PROBLEM
Please edit the entries below so that every "tag" becomes "mark", keeping everything else unchanged. Leave the pictures out of your answer.

[Point annotations for photos]
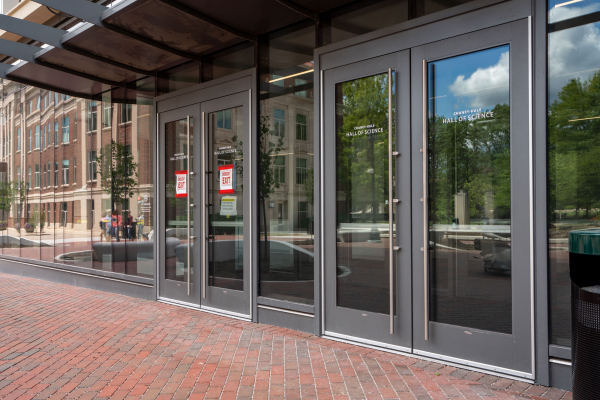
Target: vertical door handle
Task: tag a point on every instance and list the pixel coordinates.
(391, 160)
(187, 187)
(425, 210)
(203, 220)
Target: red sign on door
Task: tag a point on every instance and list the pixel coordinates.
(181, 184)
(227, 179)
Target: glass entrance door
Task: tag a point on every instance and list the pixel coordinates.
(226, 167)
(472, 269)
(179, 274)
(368, 220)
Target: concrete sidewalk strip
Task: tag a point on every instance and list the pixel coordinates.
(65, 342)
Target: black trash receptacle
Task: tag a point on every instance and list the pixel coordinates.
(584, 268)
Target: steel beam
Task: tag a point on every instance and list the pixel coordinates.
(209, 20)
(299, 9)
(92, 13)
(27, 53)
(5, 67)
(53, 37)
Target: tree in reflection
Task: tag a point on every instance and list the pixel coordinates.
(472, 157)
(574, 149)
(362, 146)
(266, 176)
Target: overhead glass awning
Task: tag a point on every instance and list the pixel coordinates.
(138, 38)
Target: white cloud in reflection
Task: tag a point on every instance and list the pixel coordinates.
(567, 12)
(486, 87)
(573, 53)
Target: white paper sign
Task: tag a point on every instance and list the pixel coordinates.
(227, 179)
(229, 205)
(181, 184)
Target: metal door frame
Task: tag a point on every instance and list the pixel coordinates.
(240, 82)
(452, 23)
(191, 111)
(346, 325)
(470, 346)
(223, 301)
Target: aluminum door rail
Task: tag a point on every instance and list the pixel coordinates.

TASK SOLUTION
Target: vertical door handle
Task: mark a point on every instance and list the pixel coordinates.
(391, 160)
(187, 187)
(425, 210)
(203, 220)
Target: red sign on door
Task: mark a point on every instance and list the pixel coordinates.
(181, 184)
(227, 179)
Target: glass entrance door
Task: mark a point on every instance and list the pixel coordinates.
(226, 167)
(472, 269)
(179, 274)
(368, 220)
Target: concrete sidewalk strip
Task: mark a point on every instance and list the pixel coordinates.
(65, 342)
Target: black trash receptacle
Task: mark a point on every instance and list the pixel coordinates.
(584, 268)
Target: steel beam
Task: mark a point on every instance and list the pixel coordinates.
(209, 20)
(299, 9)
(92, 13)
(27, 53)
(5, 67)
(53, 37)
Target: tree in reflection
Task: mark a point on every instance and list the pixel coordinates.
(472, 157)
(574, 149)
(362, 146)
(266, 176)
Target: overhead glass awning
Task: mark a point on every instance and list the pixel coordinates.
(138, 38)
Target: white cloud in reflection
Task: mark a point on every instance and list the pixel coordinates.
(567, 12)
(486, 87)
(573, 53)
Target: white paper sign
Task: mark a point on every instance and list the pixel coordinates.
(227, 179)
(229, 205)
(181, 184)
Target: metal door frame
Task: mark a point on every instance and list the pixel coordinates.
(240, 82)
(452, 23)
(191, 111)
(346, 325)
(470, 346)
(223, 301)
Target: aluminum door rail
Task: mark a point on every instance and list the pixel coordinates.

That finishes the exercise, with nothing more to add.